_About this exercise_
Copy out all lines from the entries below in which "peak" occurs.

BEGIN Available data

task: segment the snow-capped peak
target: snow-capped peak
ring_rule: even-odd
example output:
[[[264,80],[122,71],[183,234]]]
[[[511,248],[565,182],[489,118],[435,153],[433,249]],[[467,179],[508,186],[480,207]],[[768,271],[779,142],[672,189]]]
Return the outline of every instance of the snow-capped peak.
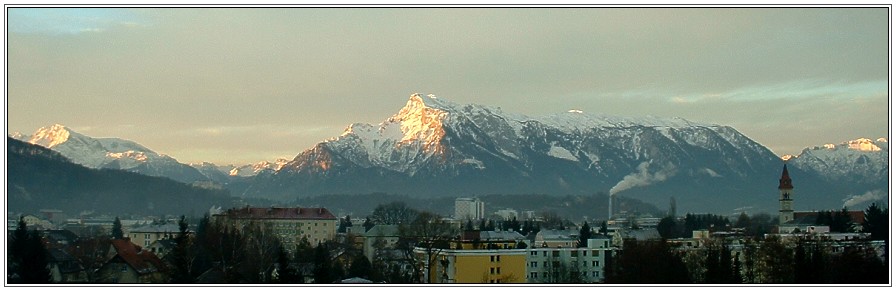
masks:
[[[880,147],[874,144],[873,141],[867,138],[859,138],[857,140],[851,140],[847,142],[849,149],[861,151],[861,152],[878,152],[880,151]]]
[[[7,134],[7,136],[9,136],[13,139],[17,139],[17,140],[21,140],[21,141],[25,141],[25,142],[27,142],[29,139],[31,139],[31,136],[21,133],[21,132],[18,132],[18,131]]]
[[[289,160],[279,158],[274,162],[260,161],[254,164],[243,165],[239,167],[230,166],[231,169],[226,171],[230,176],[251,177],[258,175],[263,171],[279,171]]]
[[[820,147],[813,147],[811,150],[830,150],[834,151],[837,149],[847,149],[850,151],[858,151],[858,152],[879,152],[881,150],[887,149],[887,139],[886,138],[878,138],[877,141],[872,141],[869,138],[858,138],[855,140],[845,141],[843,143],[832,144],[827,143]],[[810,150],[810,148],[806,148],[806,150]],[[806,151],[804,150],[804,151]]]
[[[71,130],[64,125],[57,123],[51,126],[41,127],[31,136],[31,139],[28,142],[46,148],[52,148],[68,141],[71,135]]]

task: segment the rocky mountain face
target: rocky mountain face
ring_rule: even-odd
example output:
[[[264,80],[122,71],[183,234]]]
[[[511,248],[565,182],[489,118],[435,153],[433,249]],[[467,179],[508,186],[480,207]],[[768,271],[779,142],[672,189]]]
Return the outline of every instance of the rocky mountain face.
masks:
[[[728,126],[579,110],[528,117],[414,94],[382,123],[352,124],[259,176],[244,195],[603,192],[655,205],[675,197],[683,210],[771,212],[782,165]]]

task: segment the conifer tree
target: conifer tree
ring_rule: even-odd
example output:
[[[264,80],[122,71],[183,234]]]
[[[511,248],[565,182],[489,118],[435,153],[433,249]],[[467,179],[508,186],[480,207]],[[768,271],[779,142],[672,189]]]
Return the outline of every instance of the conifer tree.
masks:
[[[122,238],[124,238],[124,231],[121,230],[121,220],[116,216],[115,221],[112,222],[112,239]]]

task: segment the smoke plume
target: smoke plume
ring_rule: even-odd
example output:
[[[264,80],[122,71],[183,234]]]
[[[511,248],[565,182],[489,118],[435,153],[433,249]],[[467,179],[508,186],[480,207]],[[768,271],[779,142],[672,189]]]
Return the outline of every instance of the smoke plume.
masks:
[[[877,200],[886,200],[886,199],[887,199],[887,193],[885,193],[884,191],[881,191],[881,190],[873,190],[873,191],[865,192],[865,194],[862,194],[862,195],[853,195],[853,196],[844,198],[843,199],[843,207],[852,208],[853,206],[856,206],[859,204],[863,204],[863,203],[867,203],[867,202],[871,202],[871,201],[877,201]]]
[[[662,182],[665,181],[666,178],[675,175],[676,168],[672,164],[666,164],[665,167],[651,174],[649,172],[651,162],[653,162],[653,160],[642,162],[638,165],[637,172],[628,174],[622,178],[622,181],[619,181],[619,183],[616,183],[616,186],[610,188],[610,196],[634,187],[644,187],[656,182]]]

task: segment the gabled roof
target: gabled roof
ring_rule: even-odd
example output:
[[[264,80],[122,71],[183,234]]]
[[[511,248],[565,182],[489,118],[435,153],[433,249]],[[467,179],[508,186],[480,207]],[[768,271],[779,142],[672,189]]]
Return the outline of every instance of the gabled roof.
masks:
[[[74,243],[75,241],[78,240],[77,234],[75,234],[74,232],[72,232],[70,230],[65,230],[65,229],[47,230],[46,234],[47,234],[47,239],[50,240],[51,242],[68,241],[69,243]]]
[[[633,238],[637,241],[661,239],[660,232],[656,228],[624,229],[619,231],[622,238]]]
[[[243,219],[321,219],[336,220],[336,216],[326,208],[301,207],[269,207],[269,208],[231,208],[220,214],[230,218]]]
[[[479,239],[482,241],[521,241],[526,237],[515,231],[480,231]]]
[[[579,231],[573,229],[543,229],[536,235],[536,240],[577,240]]]
[[[173,238],[166,238],[154,241],[152,244],[150,244],[150,246],[153,245],[159,245],[166,249],[174,249],[174,247],[177,246],[177,241],[175,241]]]
[[[180,226],[177,224],[149,224],[140,227],[135,227],[130,230],[130,232],[149,232],[149,233],[180,233]],[[190,232],[190,229],[187,229],[187,232]]]
[[[370,230],[364,233],[364,236],[398,236],[398,225],[374,225]]]
[[[59,272],[61,273],[68,274],[84,270],[84,266],[82,266],[75,257],[63,250],[51,248],[47,250],[47,253],[49,258],[48,261],[50,263],[56,263],[56,265],[59,266]]]
[[[149,251],[143,251],[128,239],[112,240],[115,248],[115,257],[120,257],[128,266],[138,274],[149,274],[166,271],[165,263],[159,257]],[[113,257],[112,259],[114,259]]]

END Available data

_Answer for this exercise_
task: segment the snow-capped peak
target: snow-capped peak
Return the outline of every instance of the snow-capped peak.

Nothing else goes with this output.